## [EXERCISE GOAL]
Reproduce the full listing below word for word, with every line in its original order.
════════════════
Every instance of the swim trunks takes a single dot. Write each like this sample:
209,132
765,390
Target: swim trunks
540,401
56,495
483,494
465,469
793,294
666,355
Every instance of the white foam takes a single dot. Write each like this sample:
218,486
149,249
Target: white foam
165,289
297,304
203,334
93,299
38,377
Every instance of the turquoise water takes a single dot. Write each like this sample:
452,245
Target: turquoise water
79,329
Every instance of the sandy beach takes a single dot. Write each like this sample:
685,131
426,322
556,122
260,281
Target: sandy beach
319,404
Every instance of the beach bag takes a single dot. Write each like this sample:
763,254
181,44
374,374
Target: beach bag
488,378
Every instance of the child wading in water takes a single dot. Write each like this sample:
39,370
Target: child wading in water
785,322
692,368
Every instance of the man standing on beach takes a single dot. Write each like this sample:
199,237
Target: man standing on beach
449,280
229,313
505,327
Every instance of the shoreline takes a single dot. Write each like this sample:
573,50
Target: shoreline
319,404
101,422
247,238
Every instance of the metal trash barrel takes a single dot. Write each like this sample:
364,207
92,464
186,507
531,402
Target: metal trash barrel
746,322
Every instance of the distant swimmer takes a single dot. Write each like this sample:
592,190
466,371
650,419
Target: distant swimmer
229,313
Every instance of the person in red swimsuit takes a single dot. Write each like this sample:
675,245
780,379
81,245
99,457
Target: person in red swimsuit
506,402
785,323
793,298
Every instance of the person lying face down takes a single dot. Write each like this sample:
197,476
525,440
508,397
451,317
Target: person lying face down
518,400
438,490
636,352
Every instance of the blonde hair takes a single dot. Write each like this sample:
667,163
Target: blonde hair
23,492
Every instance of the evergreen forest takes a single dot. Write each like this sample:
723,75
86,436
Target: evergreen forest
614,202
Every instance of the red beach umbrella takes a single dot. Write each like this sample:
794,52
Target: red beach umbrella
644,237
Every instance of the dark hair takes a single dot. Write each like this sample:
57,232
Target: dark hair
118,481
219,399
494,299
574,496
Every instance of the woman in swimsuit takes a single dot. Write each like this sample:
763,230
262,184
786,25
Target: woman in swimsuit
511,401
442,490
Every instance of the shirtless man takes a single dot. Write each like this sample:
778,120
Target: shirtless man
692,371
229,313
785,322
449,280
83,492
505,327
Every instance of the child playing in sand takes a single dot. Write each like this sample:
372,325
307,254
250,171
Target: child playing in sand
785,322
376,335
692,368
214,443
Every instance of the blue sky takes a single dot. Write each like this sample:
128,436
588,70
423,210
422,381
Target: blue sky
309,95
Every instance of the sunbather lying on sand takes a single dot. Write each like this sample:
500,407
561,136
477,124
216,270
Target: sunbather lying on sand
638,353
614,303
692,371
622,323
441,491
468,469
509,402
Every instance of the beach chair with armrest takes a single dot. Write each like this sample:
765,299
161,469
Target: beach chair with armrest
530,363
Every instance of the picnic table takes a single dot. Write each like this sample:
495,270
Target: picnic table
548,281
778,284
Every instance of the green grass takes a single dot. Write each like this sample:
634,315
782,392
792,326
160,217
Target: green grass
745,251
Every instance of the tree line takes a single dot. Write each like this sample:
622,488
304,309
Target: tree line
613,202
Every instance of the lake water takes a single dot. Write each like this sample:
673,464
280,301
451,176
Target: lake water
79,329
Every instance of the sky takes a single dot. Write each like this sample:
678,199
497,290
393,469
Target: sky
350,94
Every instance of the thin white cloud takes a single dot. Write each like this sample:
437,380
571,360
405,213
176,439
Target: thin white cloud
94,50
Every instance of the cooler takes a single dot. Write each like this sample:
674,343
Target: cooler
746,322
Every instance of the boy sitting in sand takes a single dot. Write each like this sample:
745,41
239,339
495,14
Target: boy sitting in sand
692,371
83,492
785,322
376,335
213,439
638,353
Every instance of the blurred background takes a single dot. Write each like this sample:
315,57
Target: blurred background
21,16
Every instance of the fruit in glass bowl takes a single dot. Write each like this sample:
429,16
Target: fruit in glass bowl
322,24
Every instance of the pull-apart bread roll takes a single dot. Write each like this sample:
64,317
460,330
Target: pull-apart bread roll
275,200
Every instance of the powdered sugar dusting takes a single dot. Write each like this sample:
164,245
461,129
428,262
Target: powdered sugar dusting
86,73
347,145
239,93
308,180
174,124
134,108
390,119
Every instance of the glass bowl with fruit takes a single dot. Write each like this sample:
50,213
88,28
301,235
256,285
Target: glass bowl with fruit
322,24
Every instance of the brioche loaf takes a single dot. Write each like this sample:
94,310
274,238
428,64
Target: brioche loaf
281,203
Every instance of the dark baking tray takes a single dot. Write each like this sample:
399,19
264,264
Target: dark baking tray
════════════════
## [RIGHT ANSWER]
Every instance of the swim trunks takes a single dot. Write each like this sample:
209,132
765,390
Target: swim trunks
540,401
56,495
483,494
465,469
793,294
666,355
Every instance of the white foam takes a single dot. Write each like this sample:
218,486
149,249
Target: white foam
165,289
297,304
203,334
93,299
38,377
Every instance of the turquoise water takes a single dot. Write each like this sample:
452,245
Target: turquoise water
79,329
Every instance of the sandy beach takes a single dot. Write each like this sample:
685,131
426,322
556,122
260,281
Target: sandy beach
319,404
Every instance of the beach bag takes a single dot. Write each like this sample:
763,254
181,44
374,374
Target: beach bag
488,378
Every instance of the child wading in water takes a single dot. Write each like this sample:
39,370
Target: child wading in water
785,322
692,368
Every instance of the man standing on beach takes a single dot. Write each like this sample:
199,237
Target: man standing on beach
449,280
229,313
505,327
Every instance of the shoreline takes a single dot. Write each like this sample:
573,50
Target: shoreline
319,404
101,422
247,238
Every instance of the metal trash barrel takes a single dot. Write each like this sample:
364,207
92,464
186,507
531,402
Target: metal trash barrel
746,322
Every instance of the distant swimmer takes a single dot. Write each like this sample:
592,190
466,371
650,419
Target: distant swimmer
229,313
Every instance of the person in red swimsuit takes a single dot. Write each like this sample:
675,245
780,379
81,245
99,457
Target: person in red swimsuit
506,402
785,323
793,298
Every instance of the person lying face down takes a single dot. Write each like this sample:
197,476
525,440
508,397
451,317
Target: person lying face down
518,400
438,490
636,352
Every instance of the blonde hair takes a single dot. Write each like this sample:
667,163
Target: blonde hair
23,492
Every instance of the evergreen forest takes a single dot. Write each like this sample:
723,75
86,436
Target: evergreen forest
614,202
Every instance of the red beach umbrella takes a single dot. Write each like this sample:
794,52
Target: red beach umbrella
644,237
Every instance of the dark hair takes a single dot. Write each like this sample:
57,232
Target: dark hair
118,481
219,399
494,299
574,496
Every instance of the woman in swimsuit takes a single dot. Write each like this sample:
763,230
262,184
786,25
Target: woman in swimsuit
511,401
442,490
Every instance of the shirtless man takes a single dot. Write each like this sample:
778,120
Target: shirtless man
692,371
229,313
785,322
449,280
83,492
505,327
Every instance of the child playing in sand takes a single dot. Write each like this sample:
372,325
307,254
250,171
Target: child playing in sand
785,322
376,335
692,368
214,443
Every instance of the blue sky takes a single dot. Write each like this sample:
128,436
588,70
423,210
422,381
Target: blue sky
309,95
Every instance of the sunbather lying on sand takes a single dot. Write each like this sample:
500,407
561,136
477,124
216,270
Target: sunbather lying on sand
638,353
614,303
692,371
622,323
441,491
468,469
509,402
Every instance of the beach chair with armrest takes a single dot. Write each like this sample:
765,299
161,469
Target: beach chair with armrest
530,363
Every instance of the picnic table takes a single dot. Write each like this sample:
495,270
Target: picnic table
548,281
778,284
Every instance of the green grass takes a single dot. Write each like this sample:
634,315
782,392
792,326
160,217
Target: green grass
745,251
Every instance of the tree line takes a single dot. Write each like this sample:
622,488
304,309
Target: tree line
613,202
Every instance of the lake water takes a single dot. Write each like this sample:
673,464
280,301
451,176
Target: lake water
79,329
Every instance of the sky takes a single dot. Write each like this sample:
678,199
497,290
393,469
Target: sky
350,94
Every instance of the thin white cloud takes a single dot. Write each like this sample:
437,380
571,360
405,213
176,439
Target: thin white cloud
94,50
Every instance of the cooler takes a single dot. Write each like this sample:
674,343
Target: cooler
746,322
Every instance of the boy sitting in sand takes a single dot. Write each like this sample:
745,41
239,339
495,14
Target: boy sitting in sand
692,371
83,492
785,322
376,335
213,439
638,353
Every instance of the blurred background takes a single dot. Write each like this sample:
315,57
Target: blurred background
21,16
Every instance of the fruit in glass bowl takes a single dot. Write each like this sample:
429,16
Target: fruit in glass bowl
322,24
Every instance of the pull-apart bread roll takes a single dot. Write each like this sample:
64,317
460,330
Target: pull-apart bread roll
275,200
Every instance of the powdered sugar dusting takes a single dot. Write each like this sample:
164,245
461,129
428,262
Target: powdered sugar dusting
86,73
347,145
239,93
308,180
174,124
134,108
390,119
Every instance of the glass bowl with fruit takes a single dot. Write each like this sample:
50,213
88,28
301,235
256,285
Target: glass bowl with fruit
322,24
Every instance of the brioche loaf takes a single dot. Write each like this sample:
94,310
274,238
428,64
Target: brioche loaf
281,203
Every instance of the dark baking tray takes a single dot. Write each like this sample:
399,19
264,264
Target: dark baking tray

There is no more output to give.